--- Passage to read ---
10 years ago today our family and friends gathered to celebrate our marriage. Our wedding day was exactly what we planned it to be, the only small hiccup was that I didn’t enjoy any of it.
Looking back I can see that my unchecked anxiety leading up our wedding day left me so tapped out I was experiencing a depressive episode. The most significant feeling I remember from our wedding day, next to numbness, was crushing overwhelm. Throughout our whole relationship I always had this little voice in the back of my mind saying “how can I commit to forever when I haven’t even been able to commit to a university degree?” That question wasn’t absent on our wedding day, in fact, it was front of mind. When the doors opened for me to walk down the aisle, when I saw Mat for the first time, my thought was “I can leave, I don’t have to do this”. Everyone watching me made me want to run. I guess this is one of the few moments in my life that I can be grateful for my deep rooted people pleasing tendencies. Me leaving would have meant letting down not just Mat (that should have been the biggest deal) but the 400ish people who had gathered to witness our marriage.
My thoughts when I saw Mat for the first time that day were most likely the hangover of a not very peppy pep talk I received from a family member the night before. While I appreciated the sentiment of not wanting to see me make a mistake, telling me that I could leave right up until I signed the papers (the day before I was supposed to sign the papers) maybe wasn’t the best approach to take with a painfully anxious person. This same feeling lingered through the first few days of our honeymoon. Mat and I both now talk (and thankfully laugh) about the Oh sh** moment we had during our honeymoon when we both thought to ourselves “what have we done?”
The night before our wedding Mat and I wrote each other letters that we sealed in a box to be opened on our 5th anniversary, or if our marriage was in crisis before we made it to 5 years. So many times I looked at that box and thought to myself “we are never going to make it there”. Our first 5 years felt like an eternity.
Our fifth anniversary happened to fall during a very major depressive episode for me. Enda was 8 months old, my Mom had just finished her radiation after 6 rounds of chemo, Mat had only been home from school for a few weeks after having left me home with the kids for the better part of 2 months. It was not a beautiful season of my life. I am glad we had made a plan years before for how we would spend that anniversary. We had planned, 5 years earlier, that we would open our box, read the letters we had written to each other, and write new ones for our 10th anniversary. I don’t remember anything that Mat’s letter said. I have no idea what I wrote in my letter to be opened tonight but I am actually a little bit nervous about it.
Hopefully I put together words better than what I was feeling because what I was feeling was that I was done. Not done with our marriage but done with everything. I could not fathom another 5 years that looked like our first 5 years. I felt like I was the only member in our partnership. Was that the truth? Maybe a little bit, what was more true is that even after 5 years we still hadn’t figured out how to be partners. We had not yet figured out how to meet each other's needs, to complement each other's strengths, and strengthen each other's weaknesses.
--- Data shown ---
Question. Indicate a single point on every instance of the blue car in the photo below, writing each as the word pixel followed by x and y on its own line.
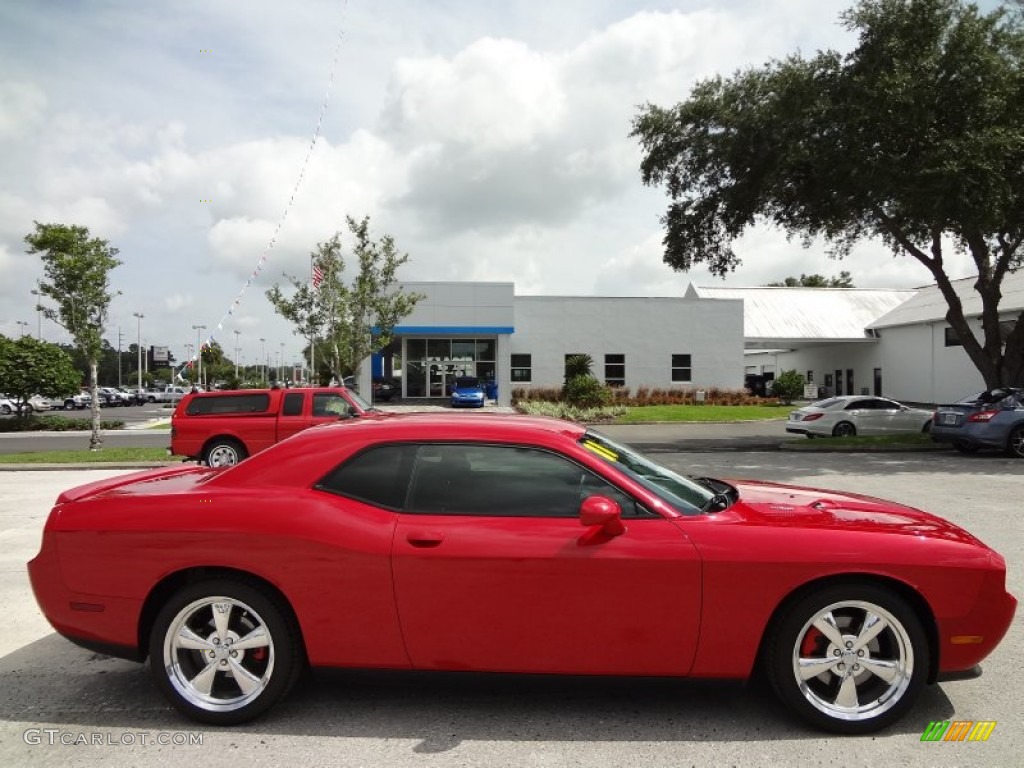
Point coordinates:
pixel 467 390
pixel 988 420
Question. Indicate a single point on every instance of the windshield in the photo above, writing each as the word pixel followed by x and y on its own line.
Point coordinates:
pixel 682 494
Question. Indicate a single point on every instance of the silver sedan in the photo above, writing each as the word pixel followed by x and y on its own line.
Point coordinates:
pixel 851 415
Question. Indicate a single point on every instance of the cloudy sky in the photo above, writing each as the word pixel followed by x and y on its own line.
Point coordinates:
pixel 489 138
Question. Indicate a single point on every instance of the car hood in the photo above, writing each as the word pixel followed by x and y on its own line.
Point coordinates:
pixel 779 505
---
→ **Tasks**
1. According to the anniversary post, when were the letters sealed in the box meant to be opened?
2. Pick up the post about the tenth wedding anniversary after its final sentence and carry it forward.

→ **Outputs by task**
1. They were to be opened on the couple's 5th anniversary, or sooner if the marriage was in crisis before then.

2.
Even though I am not excited for Mat to read the letter I wrote 5 years ago I am so excited to write a new one. Years 5-10 have been hard. In fact I feel pretty comfortable saying they were very hard. We doubled our kid count in one shot, we moved, lived through a global pandemic, started 2 businesses, and most significantly lost Mat’s Dad.
As I tell this part of our story I think it is important that you understand that for both Mat and I for the past 10 years our marriage has been our favourite part of our lives. Even when I felt like I was drowning or we were working through big, hard things, it was still our favourite part. For me the reason for that is because when things get hard Mat shows up, I don’t just mean he is physically present. He shows up with all of himself, every aspect of who he is shows up to work for our marriage. We both brought our lived experiences from our families of origin into our marriage with us. For both of us that meant good things, and some things that we wanted to do differently. The thing with doing things differently is you aren’t going to nail it right out of the gate, and let me tell you, we almost never do.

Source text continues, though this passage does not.